**Brief:**
Could you update the entries, from the line containing "Return one point per instance of the olympic" through the end, so that "short-haired man" becomes "man with short hair" and nothing else changes? Return only those lines.

**Dataset:**
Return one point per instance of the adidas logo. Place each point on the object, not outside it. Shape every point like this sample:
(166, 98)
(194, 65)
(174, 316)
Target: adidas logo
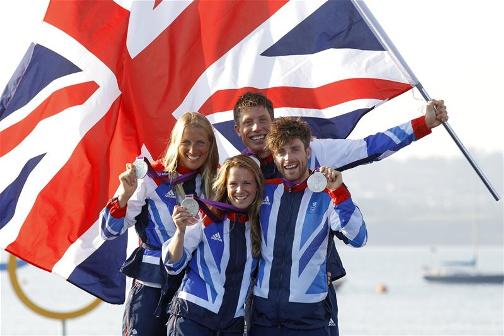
(170, 194)
(313, 207)
(216, 236)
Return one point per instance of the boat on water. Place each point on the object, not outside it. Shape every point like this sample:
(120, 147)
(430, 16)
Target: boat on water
(462, 272)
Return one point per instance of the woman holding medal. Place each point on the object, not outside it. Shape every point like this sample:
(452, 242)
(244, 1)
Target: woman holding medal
(146, 199)
(218, 250)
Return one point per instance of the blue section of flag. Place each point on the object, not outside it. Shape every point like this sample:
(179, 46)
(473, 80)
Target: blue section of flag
(9, 196)
(99, 274)
(335, 128)
(336, 24)
(39, 67)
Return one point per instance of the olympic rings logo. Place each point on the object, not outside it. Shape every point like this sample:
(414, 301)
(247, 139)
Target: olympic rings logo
(12, 268)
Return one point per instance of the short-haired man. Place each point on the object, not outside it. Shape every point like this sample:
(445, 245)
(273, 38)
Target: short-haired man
(253, 114)
(291, 285)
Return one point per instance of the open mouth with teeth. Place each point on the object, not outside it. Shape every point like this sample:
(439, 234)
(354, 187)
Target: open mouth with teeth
(242, 201)
(193, 157)
(291, 166)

**Exercise solution:**
Return one point per instance of the olympic rings logo. Place each point on the object, not outside it. Shape every point like this sample:
(414, 301)
(247, 139)
Target: olympic rings logo
(12, 268)
Return one point per instance of the man with short hair. Place each point on the object, not outside it. Shape every point like this sample:
(445, 245)
(273, 38)
Target: man with short hair
(253, 114)
(291, 285)
Return one point per instance of the open mouth with teeth. Place each point on the object, not outside it. Shape every point like this sample:
(439, 234)
(354, 187)
Target: open mouth with teeth
(242, 201)
(193, 157)
(291, 166)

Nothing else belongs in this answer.